> _Source extract_
- - -

U.S. Electricity Net Generation and Carbon Dioxide Emissions, 1990-2018

Explore electricity net generation by source, share of renewable electricity, and carbon dioxide emissions per capita for every state in the United States over a 29-year period from 1990 to 2018.

Dashboard published October 29, 2019 using the most recent data from the U.S. Energy Information Administration. Emissions data are only available up to 2017.

Data Definitions

Fossil Fuels: An energy source formed in the Earth’s crust from decayed organic material.

+ Coal:  A readily combustible black or brownish-black rock whose composition, including inherent moisture, consists of more than 50 percent by weight and more than 70 percent by volume of carbonaceous material. It is formed from plant remains that have been compacted, hardened, chemically altered, and metamorphosed by heat and pressure over geologic time. Coal includes anthracite, bituminous coal, subbituminous coal, lignite, waste coal, and synthetic coal.

+ Natural Gas: A gaseous mixture of hydrocarbon compounds, the primary one being methane.

+ Petroleum:  A broadly defined class of liquid hydrocarbon mixtures. Included are crude oil, lease condensate, unfinished oils, refined products obtained from the processing of crude oil, and natural gas plant liquids. Note: Volumes of finished petroleum products include non-hydrocarbon compounds, such as additives and detergents, after they have been blended into the products. Petroleum includes distillate fuel oil (all diesel and No. 1, No. 2, and No. 4 fuel oils), residual fuel oil (No. 5 and No. 6 fuel oils and bunker C fuel oil), jet fuel, kerosene, petroleum coke, and waste oil.

+ Other Gases: Includes blast furnace gas, propane gas, and other manufactured and waste gases derived from fossil fuels.

Renewable: Energy resources that are naturally replenishing but flow-limited. They are virtually inexhaustible in duration but limited in the amount of energy that is available per unit of time.

+ Hydroelectric Conventional: The use of flowing water to produce electrical energy.

+ Geothermal: Hot water or steam extracted from geothermalreservoirs in the earth’s crust. Water or steam extracted from geothermal reservoirs can be used for geothermal heat pumps, water heating, or electricity generation.

+ Wind: Kinetic energy present in windmotion that can be converted to mechanical energy for driving pumps, mills, and electric power generators.

- - -

> _Supplied data_
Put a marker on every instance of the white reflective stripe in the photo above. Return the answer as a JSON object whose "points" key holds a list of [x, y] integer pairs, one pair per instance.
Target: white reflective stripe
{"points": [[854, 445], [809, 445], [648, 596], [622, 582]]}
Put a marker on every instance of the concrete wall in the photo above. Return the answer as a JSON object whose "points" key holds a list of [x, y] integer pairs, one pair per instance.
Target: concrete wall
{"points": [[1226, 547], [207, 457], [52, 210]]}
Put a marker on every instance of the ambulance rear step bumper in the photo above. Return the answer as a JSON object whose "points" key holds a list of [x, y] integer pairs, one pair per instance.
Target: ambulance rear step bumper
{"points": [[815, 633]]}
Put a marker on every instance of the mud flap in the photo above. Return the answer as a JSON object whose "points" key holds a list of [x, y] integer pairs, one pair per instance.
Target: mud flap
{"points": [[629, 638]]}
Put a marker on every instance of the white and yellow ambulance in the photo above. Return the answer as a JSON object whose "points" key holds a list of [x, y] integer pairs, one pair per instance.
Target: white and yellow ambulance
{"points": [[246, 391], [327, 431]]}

- - -

> _Tasks to perform_
(1) According to the electricity generation text, through what year is emissions data available?
(2) Continue the electricity generation text from the end of its wind definition, following the same definition format.
The data here is unrelated to the electricity generation text.

> _Solved problems_
(1) 2017

(2)
+ Solar Thermal and Photovoltaic: Energy radiated by the sun as electromagnetic waves (electromagnetic radiation) that is converted at electric utilities into electricity by means of solar (photovoltaic) cells or concentrating (focusing) collectors.

+ Other Biomass: Organic nonfossil material of biological origin constituting a renewable energy source. Includes biogenic municipal solid waste, landfill gas, sludge waste, agricultural byproducts, other biomass solids, other biomass liquids, and other biomass gases (including digester gases and methane).

+ Wood and Wood Derived Fuels: Wood and products derived from wood that are used as a fuel, including round wood (cord wood), limb wood, wood chips, bark, sawdust, forest residues, charcoal, paper pellets, railroad ties, utility poles, black liquor, red liquor, sludge wood, spent sulfite liquor, densified biomass (which includes wood pellets), and other wood-based solids and liquids.

Nuclear: Electricity generated by the use of the thermal energy released from the fission of nuclear fuel in a reactor.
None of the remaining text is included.